Starting at the line containing "Scan the image above for fingers." and running through the end of the lines, switch every "dirt clod" to "clump of soil" and leave everything else as it is. Give back only that part.
-- Provided records start --
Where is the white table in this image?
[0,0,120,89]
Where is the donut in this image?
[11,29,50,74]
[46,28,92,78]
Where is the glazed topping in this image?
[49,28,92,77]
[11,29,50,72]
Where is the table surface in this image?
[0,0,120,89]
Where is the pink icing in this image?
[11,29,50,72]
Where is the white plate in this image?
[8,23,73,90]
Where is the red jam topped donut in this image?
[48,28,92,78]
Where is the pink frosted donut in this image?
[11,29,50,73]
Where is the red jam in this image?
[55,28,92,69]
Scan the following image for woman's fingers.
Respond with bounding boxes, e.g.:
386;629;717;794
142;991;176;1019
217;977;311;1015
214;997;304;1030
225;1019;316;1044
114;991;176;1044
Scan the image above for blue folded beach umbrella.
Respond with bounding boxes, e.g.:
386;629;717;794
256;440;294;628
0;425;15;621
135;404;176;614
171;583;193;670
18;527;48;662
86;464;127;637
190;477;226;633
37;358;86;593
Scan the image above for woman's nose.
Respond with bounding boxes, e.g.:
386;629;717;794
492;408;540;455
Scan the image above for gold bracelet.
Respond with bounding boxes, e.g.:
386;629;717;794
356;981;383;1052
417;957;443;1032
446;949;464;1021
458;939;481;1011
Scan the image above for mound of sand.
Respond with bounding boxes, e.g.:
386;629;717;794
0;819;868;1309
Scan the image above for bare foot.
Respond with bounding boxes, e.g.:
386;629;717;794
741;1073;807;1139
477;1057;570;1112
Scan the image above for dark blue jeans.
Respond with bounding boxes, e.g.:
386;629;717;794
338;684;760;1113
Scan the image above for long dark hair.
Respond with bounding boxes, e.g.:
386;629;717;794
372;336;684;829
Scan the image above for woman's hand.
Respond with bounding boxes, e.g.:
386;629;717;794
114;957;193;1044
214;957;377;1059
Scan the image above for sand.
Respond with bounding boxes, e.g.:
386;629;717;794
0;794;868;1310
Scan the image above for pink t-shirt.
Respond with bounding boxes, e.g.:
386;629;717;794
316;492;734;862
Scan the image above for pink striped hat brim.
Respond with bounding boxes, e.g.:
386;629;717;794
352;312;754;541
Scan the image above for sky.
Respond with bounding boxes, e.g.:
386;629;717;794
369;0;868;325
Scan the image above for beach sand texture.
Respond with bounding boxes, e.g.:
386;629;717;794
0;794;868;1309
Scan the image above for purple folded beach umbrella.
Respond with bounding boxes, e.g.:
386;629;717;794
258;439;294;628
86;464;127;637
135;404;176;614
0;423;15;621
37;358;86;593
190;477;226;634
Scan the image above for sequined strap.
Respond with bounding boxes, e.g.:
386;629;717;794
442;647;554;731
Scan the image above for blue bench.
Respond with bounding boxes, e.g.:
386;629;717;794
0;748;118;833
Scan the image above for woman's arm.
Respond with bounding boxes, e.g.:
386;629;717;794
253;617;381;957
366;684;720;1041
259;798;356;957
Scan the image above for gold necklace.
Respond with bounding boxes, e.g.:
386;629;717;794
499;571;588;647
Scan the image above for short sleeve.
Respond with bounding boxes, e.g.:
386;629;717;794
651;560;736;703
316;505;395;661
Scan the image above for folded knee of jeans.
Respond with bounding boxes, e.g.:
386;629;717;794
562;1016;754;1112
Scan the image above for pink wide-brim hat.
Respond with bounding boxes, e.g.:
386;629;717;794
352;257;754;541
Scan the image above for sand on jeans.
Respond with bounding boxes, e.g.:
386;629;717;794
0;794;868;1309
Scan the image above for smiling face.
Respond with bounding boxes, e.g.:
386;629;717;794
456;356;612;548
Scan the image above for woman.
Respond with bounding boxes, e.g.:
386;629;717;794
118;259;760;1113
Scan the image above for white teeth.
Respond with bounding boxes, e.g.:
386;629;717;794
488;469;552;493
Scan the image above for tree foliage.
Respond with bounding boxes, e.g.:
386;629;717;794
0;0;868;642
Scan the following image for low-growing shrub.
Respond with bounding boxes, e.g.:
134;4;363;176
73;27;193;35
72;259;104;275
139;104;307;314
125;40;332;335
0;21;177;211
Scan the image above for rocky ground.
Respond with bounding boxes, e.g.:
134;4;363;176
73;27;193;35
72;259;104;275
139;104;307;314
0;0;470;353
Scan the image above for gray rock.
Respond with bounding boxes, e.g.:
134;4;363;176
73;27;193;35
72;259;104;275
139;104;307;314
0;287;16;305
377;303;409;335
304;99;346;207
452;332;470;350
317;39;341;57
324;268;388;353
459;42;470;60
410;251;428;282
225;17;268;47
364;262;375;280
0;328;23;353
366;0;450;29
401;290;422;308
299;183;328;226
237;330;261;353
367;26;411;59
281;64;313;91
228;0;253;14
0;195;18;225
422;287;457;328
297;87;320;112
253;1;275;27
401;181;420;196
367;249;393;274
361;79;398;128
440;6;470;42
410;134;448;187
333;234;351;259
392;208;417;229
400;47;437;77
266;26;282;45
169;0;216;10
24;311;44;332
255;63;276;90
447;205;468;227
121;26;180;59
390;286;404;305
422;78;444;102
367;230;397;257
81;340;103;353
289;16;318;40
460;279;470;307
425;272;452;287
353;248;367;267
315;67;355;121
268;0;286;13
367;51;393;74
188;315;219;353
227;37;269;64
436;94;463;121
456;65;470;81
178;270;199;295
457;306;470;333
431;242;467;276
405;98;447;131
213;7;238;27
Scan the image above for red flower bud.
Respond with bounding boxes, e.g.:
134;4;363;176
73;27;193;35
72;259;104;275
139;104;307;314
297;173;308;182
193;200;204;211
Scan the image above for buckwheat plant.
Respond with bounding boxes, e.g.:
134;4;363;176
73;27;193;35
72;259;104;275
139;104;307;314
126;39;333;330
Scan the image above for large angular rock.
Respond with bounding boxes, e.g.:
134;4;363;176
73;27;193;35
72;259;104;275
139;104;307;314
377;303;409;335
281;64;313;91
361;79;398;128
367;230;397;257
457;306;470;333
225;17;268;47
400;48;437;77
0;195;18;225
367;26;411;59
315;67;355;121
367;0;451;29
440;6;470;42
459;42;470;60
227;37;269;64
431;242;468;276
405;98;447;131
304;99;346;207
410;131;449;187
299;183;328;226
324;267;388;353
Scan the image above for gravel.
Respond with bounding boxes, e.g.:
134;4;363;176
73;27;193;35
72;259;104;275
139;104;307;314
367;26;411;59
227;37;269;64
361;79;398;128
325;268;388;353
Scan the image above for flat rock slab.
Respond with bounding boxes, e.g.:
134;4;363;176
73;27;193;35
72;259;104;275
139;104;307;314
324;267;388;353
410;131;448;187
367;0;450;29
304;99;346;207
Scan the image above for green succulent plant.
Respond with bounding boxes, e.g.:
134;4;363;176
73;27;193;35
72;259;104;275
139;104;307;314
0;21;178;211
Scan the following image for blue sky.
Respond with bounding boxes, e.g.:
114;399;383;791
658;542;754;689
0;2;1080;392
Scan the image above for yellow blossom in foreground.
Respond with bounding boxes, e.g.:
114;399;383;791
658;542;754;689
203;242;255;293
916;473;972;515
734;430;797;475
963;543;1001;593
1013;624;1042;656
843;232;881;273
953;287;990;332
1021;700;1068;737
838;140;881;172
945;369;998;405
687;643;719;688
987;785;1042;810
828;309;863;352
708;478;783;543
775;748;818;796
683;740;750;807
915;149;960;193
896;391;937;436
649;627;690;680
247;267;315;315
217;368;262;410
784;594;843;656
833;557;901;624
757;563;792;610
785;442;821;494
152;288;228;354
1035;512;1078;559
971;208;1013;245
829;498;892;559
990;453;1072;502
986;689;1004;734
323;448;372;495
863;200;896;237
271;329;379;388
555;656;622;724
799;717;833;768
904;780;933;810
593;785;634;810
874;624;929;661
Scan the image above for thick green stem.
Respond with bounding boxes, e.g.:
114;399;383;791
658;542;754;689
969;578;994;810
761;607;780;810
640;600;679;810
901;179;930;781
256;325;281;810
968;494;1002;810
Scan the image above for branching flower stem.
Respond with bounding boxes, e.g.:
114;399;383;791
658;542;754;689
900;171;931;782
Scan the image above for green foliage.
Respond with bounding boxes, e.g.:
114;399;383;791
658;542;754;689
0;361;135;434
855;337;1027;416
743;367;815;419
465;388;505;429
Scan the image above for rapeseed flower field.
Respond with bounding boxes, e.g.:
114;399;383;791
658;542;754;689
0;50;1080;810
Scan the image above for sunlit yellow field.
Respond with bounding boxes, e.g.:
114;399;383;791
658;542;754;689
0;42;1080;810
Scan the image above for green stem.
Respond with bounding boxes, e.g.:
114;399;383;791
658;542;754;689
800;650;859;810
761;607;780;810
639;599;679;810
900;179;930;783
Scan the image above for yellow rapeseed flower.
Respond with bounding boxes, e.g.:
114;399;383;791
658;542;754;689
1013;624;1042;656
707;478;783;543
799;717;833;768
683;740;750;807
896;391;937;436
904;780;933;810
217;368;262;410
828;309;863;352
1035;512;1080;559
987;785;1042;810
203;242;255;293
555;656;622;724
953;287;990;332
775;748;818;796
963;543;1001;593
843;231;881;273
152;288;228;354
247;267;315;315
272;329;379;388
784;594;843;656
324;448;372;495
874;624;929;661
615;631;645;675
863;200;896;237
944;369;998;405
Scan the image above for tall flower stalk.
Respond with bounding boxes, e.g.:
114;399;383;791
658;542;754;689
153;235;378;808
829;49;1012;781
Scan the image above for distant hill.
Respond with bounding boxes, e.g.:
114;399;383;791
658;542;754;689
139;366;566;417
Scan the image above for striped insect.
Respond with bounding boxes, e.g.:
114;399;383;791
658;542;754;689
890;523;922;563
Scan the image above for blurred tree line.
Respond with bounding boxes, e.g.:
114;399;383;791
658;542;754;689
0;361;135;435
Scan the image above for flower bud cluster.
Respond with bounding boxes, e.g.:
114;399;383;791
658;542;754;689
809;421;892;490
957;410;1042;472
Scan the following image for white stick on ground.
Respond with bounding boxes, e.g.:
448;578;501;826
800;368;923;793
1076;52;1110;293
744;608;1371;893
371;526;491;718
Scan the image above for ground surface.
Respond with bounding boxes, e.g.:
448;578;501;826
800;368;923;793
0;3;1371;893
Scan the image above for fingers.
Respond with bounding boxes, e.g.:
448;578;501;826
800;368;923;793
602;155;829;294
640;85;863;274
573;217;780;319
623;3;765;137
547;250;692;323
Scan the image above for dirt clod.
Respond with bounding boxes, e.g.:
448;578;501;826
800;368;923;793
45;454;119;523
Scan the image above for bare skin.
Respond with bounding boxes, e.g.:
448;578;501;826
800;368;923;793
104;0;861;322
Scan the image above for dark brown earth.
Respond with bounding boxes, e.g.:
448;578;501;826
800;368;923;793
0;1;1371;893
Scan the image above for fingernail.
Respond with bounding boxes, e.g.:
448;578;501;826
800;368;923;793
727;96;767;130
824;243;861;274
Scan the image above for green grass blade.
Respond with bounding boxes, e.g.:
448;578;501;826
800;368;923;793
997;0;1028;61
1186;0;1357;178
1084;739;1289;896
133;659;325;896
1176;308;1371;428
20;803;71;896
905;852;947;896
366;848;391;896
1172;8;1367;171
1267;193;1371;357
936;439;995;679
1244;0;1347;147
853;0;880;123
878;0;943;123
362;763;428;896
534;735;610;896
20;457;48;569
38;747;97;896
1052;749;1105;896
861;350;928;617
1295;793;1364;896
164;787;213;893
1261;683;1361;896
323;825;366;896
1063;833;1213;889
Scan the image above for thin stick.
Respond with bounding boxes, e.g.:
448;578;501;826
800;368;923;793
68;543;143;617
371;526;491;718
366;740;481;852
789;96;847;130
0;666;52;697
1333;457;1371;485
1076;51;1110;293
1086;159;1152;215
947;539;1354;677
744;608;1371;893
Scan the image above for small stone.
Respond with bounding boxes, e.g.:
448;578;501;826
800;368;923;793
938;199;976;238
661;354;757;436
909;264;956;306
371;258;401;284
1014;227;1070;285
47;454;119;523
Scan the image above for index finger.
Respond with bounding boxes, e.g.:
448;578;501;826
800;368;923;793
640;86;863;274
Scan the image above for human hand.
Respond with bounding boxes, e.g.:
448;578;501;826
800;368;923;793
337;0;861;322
-- Provided records end --
▸ Response below
Scan the image above for fingers.
Respond with bounding boxes, e.g.:
448;578;501;826
800;368;923;793
602;155;829;294
640;85;863;274
573;217;780;319
623;3;765;137
547;250;692;323
Scan the image above for clump of soil.
Respond with bounding boxes, e.g.:
448;578;501;826
800;368;923;793
45;454;119;523
Scan the image above for bare skin.
Respond with bounding boxes, e.g.:
448;578;501;826
800;368;923;793
104;0;861;322
Scan the image above for dark brown earth.
Respond with bounding boxes, e.g.:
448;578;501;826
800;368;923;793
0;1;1371;893
Scan the image above for fingernail.
Respond with bounding boxes, e.g.:
448;578;501;826
800;368;923;793
727;96;767;130
824;243;861;274
Scan the image above for green grass blade.
Respond with bounding boxes, e.g.:
448;578;501;826
800;368;923;793
997;0;1028;61
1186;0;1357;178
1084;739;1289;896
133;659;325;896
1176;308;1371;428
20;803;71;896
905;852;947;896
366;848;391;896
1172;8;1367;171
1267;193;1371;357
936;439;995;679
1244;0;1347;147
853;0;880;123
878;0;943;123
362;763;428;896
534;735;610;896
20;457;48;569
38;747;97;896
1052;749;1105;896
861;350;928;617
1295;793;1364;896
164;787;213;893
1261;683;1361;896
323;825;366;896
1063;833;1213;889
Scan the image above for thin stick.
Respond with bounding boxes, e.g.:
448;578;501;826
800;368;923;793
68;543;143;617
371;526;491;718
366;740;481;852
789;96;847;130
0;666;52;697
1333;457;1371;485
1076;51;1110;293
1086;159;1152;215
947;539;1354;677
744;608;1371;893
Scan the image above for small stone.
Respond with bounding boxes, e.g.:
448;578;501;826
800;368;923;793
938;199;976;238
661;354;757;436
909;264;956;306
371;258;401;284
1014;227;1070;285
47;454;119;523
Scan the image above for index finger.
Respond with bounding boxes, e.g.:
448;578;501;826
800;368;923;793
640;86;863;274
Scan the image above for human hand.
Respond with bounding boxes, e.g.:
448;578;501;826
800;368;923;793
337;0;861;322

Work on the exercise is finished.